The answer is to contain only the line containing "Please put a point on the dark gray" and the lines after it through the last one, each reproduced exactly as it appears below.

START DATA FOR THE TASK

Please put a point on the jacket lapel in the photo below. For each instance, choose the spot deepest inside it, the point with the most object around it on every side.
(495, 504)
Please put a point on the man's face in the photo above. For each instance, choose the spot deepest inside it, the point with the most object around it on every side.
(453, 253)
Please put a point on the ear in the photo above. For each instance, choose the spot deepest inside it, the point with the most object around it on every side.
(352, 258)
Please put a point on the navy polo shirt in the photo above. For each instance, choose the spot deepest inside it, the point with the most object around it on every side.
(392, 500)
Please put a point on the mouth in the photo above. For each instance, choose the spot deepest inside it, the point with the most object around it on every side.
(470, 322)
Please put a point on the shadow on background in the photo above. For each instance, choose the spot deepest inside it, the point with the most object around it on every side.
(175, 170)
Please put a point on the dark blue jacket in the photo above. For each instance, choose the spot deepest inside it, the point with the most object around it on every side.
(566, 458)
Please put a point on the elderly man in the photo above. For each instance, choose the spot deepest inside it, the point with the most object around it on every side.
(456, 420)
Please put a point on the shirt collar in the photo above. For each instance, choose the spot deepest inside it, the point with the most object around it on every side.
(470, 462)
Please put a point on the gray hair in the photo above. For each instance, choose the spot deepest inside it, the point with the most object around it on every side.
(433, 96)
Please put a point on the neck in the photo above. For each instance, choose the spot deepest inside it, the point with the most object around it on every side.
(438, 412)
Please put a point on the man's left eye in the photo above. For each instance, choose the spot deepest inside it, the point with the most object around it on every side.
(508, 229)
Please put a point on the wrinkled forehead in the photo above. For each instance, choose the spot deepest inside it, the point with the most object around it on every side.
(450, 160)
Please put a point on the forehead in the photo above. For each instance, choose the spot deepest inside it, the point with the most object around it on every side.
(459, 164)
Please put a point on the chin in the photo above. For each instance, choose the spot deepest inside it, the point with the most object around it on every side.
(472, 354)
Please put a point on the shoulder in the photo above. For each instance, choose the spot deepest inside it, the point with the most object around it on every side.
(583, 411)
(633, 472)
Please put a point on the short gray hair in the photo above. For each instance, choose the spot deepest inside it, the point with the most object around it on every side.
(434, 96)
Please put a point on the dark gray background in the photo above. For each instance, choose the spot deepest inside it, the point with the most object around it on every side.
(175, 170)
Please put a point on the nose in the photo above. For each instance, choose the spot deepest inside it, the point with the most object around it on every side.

END DATA FOR THE TASK

RESULT OF THE TASK ->
Please put a point on the dark gray background in the photo above. For each instance, choose the spot deepest inside it, the point with the most object around it on every side.
(175, 170)
Please put a point on the nose in the photo above. For each instance, choose the spot deepest inside it, the point with the most object around it on every side.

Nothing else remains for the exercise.